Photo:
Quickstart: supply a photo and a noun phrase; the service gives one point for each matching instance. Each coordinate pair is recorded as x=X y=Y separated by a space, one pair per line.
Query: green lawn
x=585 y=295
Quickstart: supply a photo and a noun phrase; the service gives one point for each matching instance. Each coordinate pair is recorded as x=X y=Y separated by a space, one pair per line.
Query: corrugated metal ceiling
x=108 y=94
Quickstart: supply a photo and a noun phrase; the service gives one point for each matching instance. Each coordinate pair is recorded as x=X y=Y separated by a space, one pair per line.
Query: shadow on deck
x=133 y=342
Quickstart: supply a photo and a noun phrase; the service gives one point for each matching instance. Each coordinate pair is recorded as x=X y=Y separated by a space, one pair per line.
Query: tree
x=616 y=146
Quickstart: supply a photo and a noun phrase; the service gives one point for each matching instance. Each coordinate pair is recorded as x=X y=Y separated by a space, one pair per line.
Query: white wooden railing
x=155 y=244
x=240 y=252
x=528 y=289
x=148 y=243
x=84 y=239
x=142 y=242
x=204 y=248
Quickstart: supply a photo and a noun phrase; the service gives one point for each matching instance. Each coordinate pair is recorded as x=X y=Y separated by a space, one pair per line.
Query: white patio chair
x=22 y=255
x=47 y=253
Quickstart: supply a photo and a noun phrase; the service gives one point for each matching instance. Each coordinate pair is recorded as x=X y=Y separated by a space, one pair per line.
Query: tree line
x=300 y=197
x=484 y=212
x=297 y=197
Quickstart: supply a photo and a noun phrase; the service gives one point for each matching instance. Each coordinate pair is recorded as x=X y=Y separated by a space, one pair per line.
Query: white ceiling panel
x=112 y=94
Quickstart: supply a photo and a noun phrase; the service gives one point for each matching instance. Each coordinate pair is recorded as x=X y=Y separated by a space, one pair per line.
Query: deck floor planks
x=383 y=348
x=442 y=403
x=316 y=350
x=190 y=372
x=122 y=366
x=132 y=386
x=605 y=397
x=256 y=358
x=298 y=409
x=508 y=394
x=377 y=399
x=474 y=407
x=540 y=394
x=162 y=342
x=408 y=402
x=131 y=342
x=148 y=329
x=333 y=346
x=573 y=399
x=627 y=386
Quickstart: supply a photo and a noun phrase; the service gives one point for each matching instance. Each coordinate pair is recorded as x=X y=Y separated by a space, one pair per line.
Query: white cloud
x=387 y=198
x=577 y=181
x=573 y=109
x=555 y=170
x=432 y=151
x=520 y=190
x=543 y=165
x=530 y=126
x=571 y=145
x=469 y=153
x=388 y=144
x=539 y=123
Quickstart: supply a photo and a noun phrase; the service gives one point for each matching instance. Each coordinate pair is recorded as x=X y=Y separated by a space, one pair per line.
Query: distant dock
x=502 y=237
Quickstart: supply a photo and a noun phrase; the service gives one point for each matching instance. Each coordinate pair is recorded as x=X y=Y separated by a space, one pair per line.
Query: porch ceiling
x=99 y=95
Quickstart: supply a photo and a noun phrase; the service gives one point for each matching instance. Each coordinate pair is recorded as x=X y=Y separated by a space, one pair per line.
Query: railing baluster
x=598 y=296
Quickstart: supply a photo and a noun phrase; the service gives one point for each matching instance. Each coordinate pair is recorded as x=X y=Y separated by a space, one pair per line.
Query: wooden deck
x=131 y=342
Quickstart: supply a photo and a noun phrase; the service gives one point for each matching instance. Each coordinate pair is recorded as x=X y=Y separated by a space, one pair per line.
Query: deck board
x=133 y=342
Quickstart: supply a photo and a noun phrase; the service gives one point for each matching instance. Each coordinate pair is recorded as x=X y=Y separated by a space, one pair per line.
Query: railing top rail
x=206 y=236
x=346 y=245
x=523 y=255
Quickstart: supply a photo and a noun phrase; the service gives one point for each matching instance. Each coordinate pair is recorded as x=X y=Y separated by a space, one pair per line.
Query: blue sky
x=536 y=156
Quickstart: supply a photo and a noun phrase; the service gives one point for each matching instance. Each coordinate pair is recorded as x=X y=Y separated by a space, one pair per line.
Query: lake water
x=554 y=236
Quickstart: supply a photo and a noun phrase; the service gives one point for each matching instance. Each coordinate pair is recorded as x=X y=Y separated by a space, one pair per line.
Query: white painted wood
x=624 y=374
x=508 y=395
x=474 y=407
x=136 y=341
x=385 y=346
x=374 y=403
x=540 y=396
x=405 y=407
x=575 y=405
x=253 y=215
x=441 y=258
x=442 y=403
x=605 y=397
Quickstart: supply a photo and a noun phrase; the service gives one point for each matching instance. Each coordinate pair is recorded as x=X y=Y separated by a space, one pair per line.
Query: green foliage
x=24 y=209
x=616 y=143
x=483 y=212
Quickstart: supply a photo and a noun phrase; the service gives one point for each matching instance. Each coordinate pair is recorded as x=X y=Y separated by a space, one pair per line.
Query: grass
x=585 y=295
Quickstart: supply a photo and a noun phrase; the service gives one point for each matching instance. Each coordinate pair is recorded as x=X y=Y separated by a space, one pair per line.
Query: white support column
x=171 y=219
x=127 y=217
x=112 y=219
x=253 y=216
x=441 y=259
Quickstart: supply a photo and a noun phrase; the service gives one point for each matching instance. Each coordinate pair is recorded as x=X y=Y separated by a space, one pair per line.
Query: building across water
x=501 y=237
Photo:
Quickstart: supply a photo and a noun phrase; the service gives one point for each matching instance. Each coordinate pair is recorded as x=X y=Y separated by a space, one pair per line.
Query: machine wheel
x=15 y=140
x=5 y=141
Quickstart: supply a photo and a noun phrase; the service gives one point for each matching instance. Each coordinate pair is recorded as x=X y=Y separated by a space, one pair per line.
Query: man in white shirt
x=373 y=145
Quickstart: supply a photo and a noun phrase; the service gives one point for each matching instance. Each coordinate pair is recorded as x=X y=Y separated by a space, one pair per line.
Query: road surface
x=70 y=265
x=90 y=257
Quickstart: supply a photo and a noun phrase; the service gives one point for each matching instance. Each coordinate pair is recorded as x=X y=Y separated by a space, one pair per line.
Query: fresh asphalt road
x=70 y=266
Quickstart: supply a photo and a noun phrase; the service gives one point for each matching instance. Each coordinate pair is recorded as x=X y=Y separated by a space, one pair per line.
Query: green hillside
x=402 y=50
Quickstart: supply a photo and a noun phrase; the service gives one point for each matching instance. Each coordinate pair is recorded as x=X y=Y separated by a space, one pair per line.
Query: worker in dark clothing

────────────────────────────────────────

WHAT IS EXPECTED = For every line in the material, write out an exact copy.

OUTPUT FOR THIS TASK =
Photo:
Quickstart: supply a photo and a noun phrase; the service gives one point for each matching instance. Each coordinate pair is recorded as x=X y=Y separated by a space, one pair per line.
Query: green lawn
x=585 y=295
Quickstart: supply a photo and a noun phrase; the service gives one point for each matching instance. Each coordinate pair is recorded as x=X y=Y separated by a space, one pair per line.
Query: corrugated metal ceiling
x=108 y=94
Quickstart: supply a photo and a noun phrase; the service gives one point for each matching instance. Each coordinate pair is recorded as x=X y=Y separated by a space, one pair per line.
Query: shadow on deck
x=133 y=342
Quickstart: supply a photo and a noun phrase; the service gives one point for each matching instance. Each coordinate pair is recorded as x=X y=Y separated by a space, one pair per line.
Query: tree
x=616 y=146
Quickstart: supply a photo and a noun phrase; the service gives one point for each matching instance. Each coordinate pair is recorded as x=X y=Y separated by a space, one pair per line.
Query: white wooden railing
x=155 y=244
x=240 y=252
x=528 y=289
x=148 y=243
x=84 y=239
x=142 y=242
x=204 y=248
Quickstart: supply a photo and a noun phrase; the service gives one point for each matching instance. Each coordinate pair is recorded as x=X y=Y separated by a space, one pair per line.
Query: white patio chair
x=22 y=255
x=47 y=253
Quickstart: supply a photo and a noun phrase; the service gives one point for each matching instance. Each coordinate pair is recorded as x=X y=Y separated by a space, one pair per line.
Query: tree line
x=300 y=197
x=484 y=212
x=297 y=197
Quickstart: supply a photo and a noun phrase; the service gives one point for each matching instance. Each coordinate pair is recorded as x=X y=Y separated by a space, one pair per line.
Query: white ceiling panel
x=112 y=94
Quickstart: supply a photo and a noun phrase; the service gives one point for each matching instance. Each coordinate pair is recorded as x=X y=Y separated by a space, one pair per line.
Query: deck floor planks
x=383 y=348
x=442 y=403
x=316 y=350
x=190 y=372
x=122 y=366
x=132 y=386
x=605 y=397
x=256 y=358
x=298 y=409
x=508 y=394
x=377 y=399
x=474 y=407
x=540 y=394
x=162 y=342
x=408 y=402
x=131 y=342
x=148 y=329
x=333 y=346
x=573 y=399
x=627 y=386
Quickstart: supply a photo and a noun phrase; the service gives one point for each matching instance. Each coordinate pair is recorded as x=X y=Y separated by a space, one pair per line.
Query: white cloud
x=387 y=198
x=577 y=181
x=573 y=109
x=555 y=170
x=432 y=151
x=520 y=190
x=543 y=165
x=530 y=126
x=571 y=145
x=469 y=153
x=388 y=144
x=539 y=123
Quickstart: supply a photo and a noun phrase; the service gives one point for each matching instance. Each coordinate pair is recorded as x=X y=Y separated by a space, one pair per line.
Query: distant dock
x=502 y=237
Quickstart: supply a photo and a noun phrase; the service gives one point for each matching instance. Each coordinate pair is recorded as x=X y=Y separated by a space, one pair per line.
Query: porch ceiling
x=99 y=95
Quickstart: supply a photo and a noun phrase; the service gives one point for each matching instance. Each coordinate pair is recorded as x=X y=Y separated by a space, one pair per line.
Query: railing baluster
x=598 y=296
Quickstart: supply a photo and a noun phrase; the service gives one point for each matching instance. Each coordinate pair is recorded as x=X y=Y separated by a space, one pair per line.
Query: wooden deck
x=131 y=342
Quickstart: supply a photo and a noun phrase; the service gives one point for each matching instance. Each coordinate pair is recorded as x=X y=Y separated by a space, one pair per line.
Query: deck board
x=133 y=342
Quickstart: supply a photo and a noun phrase; the service gives one point for each matching instance. Each coordinate pair is recorded as x=X y=Y separated by a space, one pair per line.
Query: railing top rail
x=206 y=236
x=346 y=245
x=523 y=255
Quickstart: supply a photo and a noun phrase; the service gives one point for each matching instance. Each coordinate pair is recorded as x=X y=Y separated by a space, one pair per line.
Query: blue sky
x=536 y=156
Quickstart: supply a photo and a noun phrase; the service gives one point for each matching instance. Each coordinate pair is recorded as x=X y=Y separated by a space, one pair per line.
Query: lake water
x=554 y=236
Quickstart: supply a photo and a noun phrase; the service gives one point for each matching instance. Each coordinate pair is recorded as x=X y=Y separated by a space, one pair per line.
Query: white painted wood
x=624 y=374
x=508 y=395
x=474 y=407
x=136 y=341
x=385 y=346
x=374 y=403
x=540 y=396
x=405 y=407
x=575 y=405
x=253 y=215
x=441 y=258
x=442 y=403
x=605 y=397
Quickstart: supply a photo and a noun phrase; the service gives one point for each matching instance. Each coordinate pair is recorded as x=X y=Y separated by a space, one pair per line.
Query: green foliage
x=24 y=209
x=616 y=143
x=483 y=212
Quickstart: supply a photo and a noun phrase; the service gives one point for each matching instance. Each coordinate pair is recorded as x=X y=Y separated by a space, one pair per line.
Query: grass
x=585 y=295
Quickstart: supply a photo and a noun phrase; the service gives one point for each matching instance. Each coordinate pair is recorded as x=X y=Y separated by a space, one pair per line.
Query: white support column
x=171 y=219
x=127 y=217
x=112 y=219
x=253 y=216
x=441 y=259
Quickstart: supply a photo and a noun phrase; the service gives one point for each matching instance. Each coordinate pair is recorded as x=X y=Y separated by a space, one pair per line.
Query: building across water
x=501 y=237
Photo:
Quickstart: supply a photo and a noun phrase; the service gives one point for each matching instance. Each coordinate pair is recorded as x=X y=Y separated by a space, one pair per line.
Query: machine wheel
x=15 y=140
x=5 y=141
Quickstart: supply a photo and a noun phrase; the service gives one point for each matching instance. Each coordinate pair is recorded as x=X y=Y separated by a space, one pair per line.
Query: man in white shirt
x=373 y=145
Quickstart: supply a photo and a noun phrase; the service gives one point for each matching instance. Each coordinate pair is recorded as x=X y=Y separated by a space, one pair per line.
Query: road surface
x=70 y=265
x=90 y=257
Quickstart: supply a photo and a noun phrase; the service gives one point for each matching instance. Each coordinate pair is recorded as x=X y=Y separated by a space, one pair per line.
Query: fresh asphalt road
x=70 y=266
Quickstart: supply a photo and a noun phrase; the service gives one point for each matching instance. Each coordinate pair is recorded as x=X y=Y separated by a space, one pair per line.
Query: green hillside
x=402 y=50
Quickstart: supply a photo and a noun phrase; the service gives one point for each matching instance. Each coordinate pair is recorded as x=X y=Y separated by a space, one pair per line.
Query: worker in dark clothing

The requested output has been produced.